== TEXT PROVIDED
Digital assets describe any assets that are issued and transferred on a blockchain. We can divide digital assets into three main categories:



Cryptocurrencies refer to digital assets that are native to a blockchain network. Most cryptocurrencies are decentralised, meaning that no singular authority like a government or financial institution controls them. The two largest cryptocurrencies are bitcoin and Ether.


Tokenized Money

Tokenized money describes blockchain-based representations of fiat currency and include Central Bank Digital Currencies (CBDCs), tokenized deposits, and stablecoins. Currently the largest category of tokenized money are USD-backed stablecoins.


Tokenized Assets

Tokenized assets digitally represent traditional assets and include financial assets (e.g., equities and bonds), real assets (e.g., real estate and art) and intangible assets (e.g., patents). While the current adoption of tokenized assets is limited, their potential is high.

What are blockchains and how do they work?

Blockchain technology is a revolutionary way of keeping track of digital information. In essence a blockchain is a decentralised and tamper-resistant digital ledger maintained by a network of computers. A blockchain consists of a continuously growing list of blocks, that are cryptographically “chained” together. Each block contains information about the previous block, reinforcing the order of entries as the network progresses.
Blockchain technology enables individuals or nodes to work collectively without reliance on a centralized intermediary. Thus, they can be used for many use cases across industries that require a golden data-source, i.e., a trusted and reliable data repository, across different stakeholders.

What is a decentralised network?

Decentralised networks are distributed among multiple computers, creating an interconnected system where no single entity holds complete authority. Thus, the entities control each other and there is no need to trust a central authority.


Source: DWS International GmbH, 2024

How does a blockchain transaction work?

Let’s take a look at the workflow for a typical bitcoin transaction: Pablo wants to send Barbara one bitcoin.

  1. Pablo initiates the transaction using his bitcoin wallet (comparable to a bank account number) and specifies Barbara’s wallet address. Pablo authorizes the transaction digitally with his private key, which is comparable to his online banking pin. This digital signature validates the authenticity of the transaction.
  2. Pablo’s requested transaction is broadcasted to the entire Bitcoin network, consisting of computers (“nodes”) that validate transactions.
====
== DATA SECTION
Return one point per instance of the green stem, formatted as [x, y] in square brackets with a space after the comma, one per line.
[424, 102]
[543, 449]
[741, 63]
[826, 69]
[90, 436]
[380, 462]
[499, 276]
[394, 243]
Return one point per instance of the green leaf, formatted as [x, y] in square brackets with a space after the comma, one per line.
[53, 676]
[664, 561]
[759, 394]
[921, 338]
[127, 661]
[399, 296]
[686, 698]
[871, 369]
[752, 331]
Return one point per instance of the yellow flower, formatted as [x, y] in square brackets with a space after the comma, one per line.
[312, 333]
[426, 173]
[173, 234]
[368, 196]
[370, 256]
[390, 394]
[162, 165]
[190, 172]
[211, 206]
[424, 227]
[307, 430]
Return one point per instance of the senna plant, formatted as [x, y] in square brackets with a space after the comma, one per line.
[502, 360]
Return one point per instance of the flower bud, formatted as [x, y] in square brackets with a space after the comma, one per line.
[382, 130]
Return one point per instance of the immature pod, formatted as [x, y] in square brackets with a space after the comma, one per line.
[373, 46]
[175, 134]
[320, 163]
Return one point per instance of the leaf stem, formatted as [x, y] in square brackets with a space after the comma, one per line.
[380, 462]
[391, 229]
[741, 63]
====
» REQUIRED WORK
Repeat the part of the passage on digital assets that begins with the words "Decentralised networks are" and ends after the words "that validate transactions.". The records aren't needed for what comes next.

» EXERCISE SOLUTION
Decentralised networks are distributed among multiple computers, creating an interconnected system where no single entity holds complete authority. Thus, the entities control each other and there is no need to trust a central authority.


Source: DWS International GmbH, 2024

How does a blockchain transaction work?

Let’s take a look at the workflow for a typical bitcoin transaction: Pablo wants to send Barbara one bitcoin.

  1. Pablo initiates the transaction using his bitcoin wallet (comparable to a bank account number) and specifies Barbara’s wallet address. Pablo authorizes the transaction digitally with his private key, which is comparable to his online banking pin. This digital signature validates the authenticity of the transaction.
  2. Pablo’s requested transaction is broadcasted to the entire Bitcoin network, consisting of computers (“nodes”) that validate transactions.